§ Brano
====================

Non supera i 22 mila euro, per la precisione 21.933, il reddito medio degli italiani. Il 78% dei contribuenti guadagna meno di 28.000 euro all’anno. L’inflazione pesa su ciascun cittadino come una “tassa” da 235 euro.
Nella terza giornata del proprio Incontro nazionale di studi, presente il ministro dell’Economia Giulio Tremonti, le Associazioni cristiane dei lavoratori italiani mettono a disposizione i dati inediti dei 730 del 2011, sulla base di oltre 1.300.000 dichiarazioni di dipendenti e pensionati elaborate dai Caf Acli in tutto il territorio nazionale.
I redditi complessivi crescono dello 0,43% rispetto alle dichiarazioni del 2010, ma perdono l’1.07% a parità di potere d’acquisto. E’ la Lombardia la regione con il reddito medio più alto, 23.930 euro, ma con una perdita dell’1,48% rispetto all’inflazione. Segni di ripresa in Abruzzo, che vede crescere del 2.15% il reddito dei propri cittadini. Bene il Trentino (+ 2,48%). Crisi nera in Molise (-2,72%), Sicilia (-2,50%), Campania (-1,83%), Valle d’Aosta (-1,23%), Umbria (-0,76%), Marche (-0,70%), Sardegna (-0,51%), e persino Emilio Romagna (-0,19%), che vedono diminuire in termini assoluti i propri redditi rispetto all’anno precedente.

====================

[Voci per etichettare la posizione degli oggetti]

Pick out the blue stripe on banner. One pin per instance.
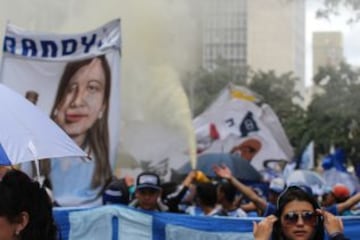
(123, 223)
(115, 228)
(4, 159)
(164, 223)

====================

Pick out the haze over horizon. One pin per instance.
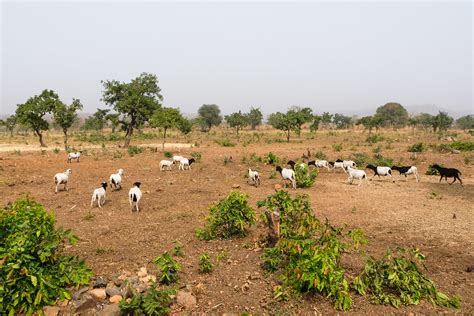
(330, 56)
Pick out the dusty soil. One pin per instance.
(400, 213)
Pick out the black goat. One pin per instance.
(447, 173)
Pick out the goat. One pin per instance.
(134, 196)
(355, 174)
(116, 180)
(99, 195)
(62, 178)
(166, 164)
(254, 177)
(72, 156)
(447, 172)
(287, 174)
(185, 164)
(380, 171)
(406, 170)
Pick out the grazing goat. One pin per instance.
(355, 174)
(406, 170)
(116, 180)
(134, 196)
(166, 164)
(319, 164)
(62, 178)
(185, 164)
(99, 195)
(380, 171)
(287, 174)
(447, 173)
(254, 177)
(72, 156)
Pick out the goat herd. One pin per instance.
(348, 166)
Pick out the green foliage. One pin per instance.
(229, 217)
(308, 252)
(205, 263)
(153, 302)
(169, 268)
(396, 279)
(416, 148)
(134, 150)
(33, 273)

====================

§ Da fare
1. Secondo il brano sui redditi, a quanto ammonta il reddito medio degli italiani?
2. Nel brano sui redditi, scambia "pensionati" con "lavoratori autonomi" e riscrivi la parte tra "Nella terza giornata" e "il territorio nazionale.", estremi inclusi.
Il materiale non ha niente a che fare con il brano.

§ I risultati
1. 21.933 euro.

2.
Nella terza giornata del proprio Incontro nazionale di studi, presente il ministro dell’Economia Giulio Tremonti, le Associazioni cristiane dei lavoratori italiani mettono a disposizione i dati inediti dei 730 del 2011, sulla base di oltre 1.300.000 dichiarazioni di dipendenti e lavoratori autonomi elaborate dai Caf Acli in tutto il territorio nazionale.